Instructions to follow: Sift through the material below and return the lines with "salt".

Entries provided:
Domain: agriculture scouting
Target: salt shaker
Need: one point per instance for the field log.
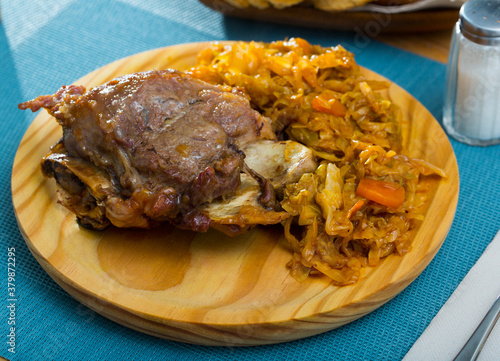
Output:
(471, 111)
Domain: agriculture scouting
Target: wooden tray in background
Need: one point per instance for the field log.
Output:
(368, 23)
(206, 288)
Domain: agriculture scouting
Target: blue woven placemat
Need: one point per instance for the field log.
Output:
(46, 44)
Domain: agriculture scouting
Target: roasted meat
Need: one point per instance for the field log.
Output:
(148, 147)
(162, 146)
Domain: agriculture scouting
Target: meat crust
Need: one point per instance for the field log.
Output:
(161, 142)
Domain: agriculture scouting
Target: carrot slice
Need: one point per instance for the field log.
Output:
(389, 194)
(356, 207)
(331, 106)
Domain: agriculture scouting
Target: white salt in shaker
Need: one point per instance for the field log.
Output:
(472, 101)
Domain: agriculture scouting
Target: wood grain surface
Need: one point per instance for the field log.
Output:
(362, 22)
(206, 288)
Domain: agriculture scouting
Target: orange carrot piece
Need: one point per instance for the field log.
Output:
(329, 105)
(389, 194)
(356, 207)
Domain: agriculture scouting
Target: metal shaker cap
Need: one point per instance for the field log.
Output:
(480, 21)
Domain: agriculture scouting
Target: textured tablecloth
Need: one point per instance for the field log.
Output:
(44, 44)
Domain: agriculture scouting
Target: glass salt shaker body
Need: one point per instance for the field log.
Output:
(472, 102)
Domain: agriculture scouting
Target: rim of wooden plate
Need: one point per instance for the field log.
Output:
(317, 305)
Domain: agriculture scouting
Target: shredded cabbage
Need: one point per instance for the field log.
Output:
(319, 97)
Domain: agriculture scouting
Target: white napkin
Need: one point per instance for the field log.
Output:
(462, 313)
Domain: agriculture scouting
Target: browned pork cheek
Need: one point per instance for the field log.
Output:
(148, 147)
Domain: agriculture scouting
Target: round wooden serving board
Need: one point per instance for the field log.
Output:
(206, 288)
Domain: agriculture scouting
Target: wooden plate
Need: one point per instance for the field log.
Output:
(366, 24)
(208, 288)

Solution to this problem:
Target: salt shaker
Target: white salt in shaker
Target: glass salt shaker body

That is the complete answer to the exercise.